> [Exercise details] Return each line below that contains the word "every". Letter case counts.

> [Listed entries]
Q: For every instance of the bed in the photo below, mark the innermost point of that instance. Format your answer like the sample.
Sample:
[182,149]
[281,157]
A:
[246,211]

--

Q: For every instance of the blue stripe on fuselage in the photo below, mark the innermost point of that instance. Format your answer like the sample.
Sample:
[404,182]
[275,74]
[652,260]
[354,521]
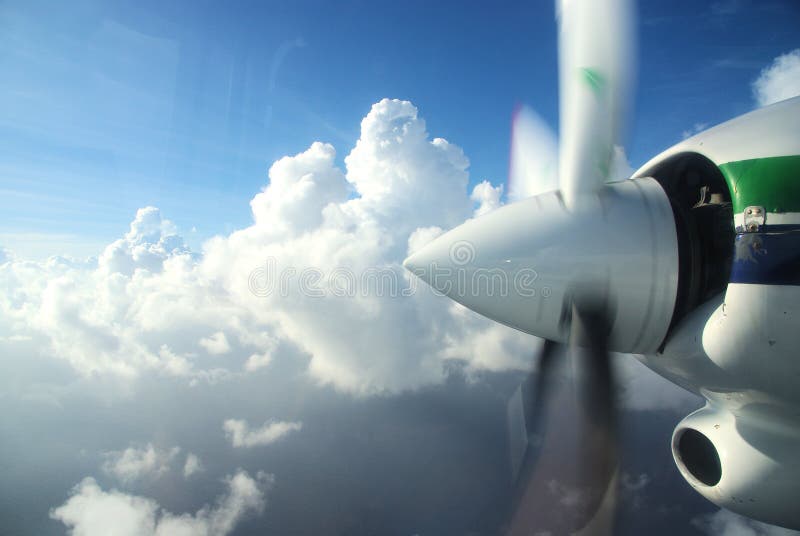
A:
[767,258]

> [Answer to the task]
Q: For every instance of the bed in the photo below, mark the innermost point of that instance. Format your answer like the sample.
Q: For every instance of the blue stripe on fuselage in the photo below, mark the innermost point of that instance. Format your answer like the sample.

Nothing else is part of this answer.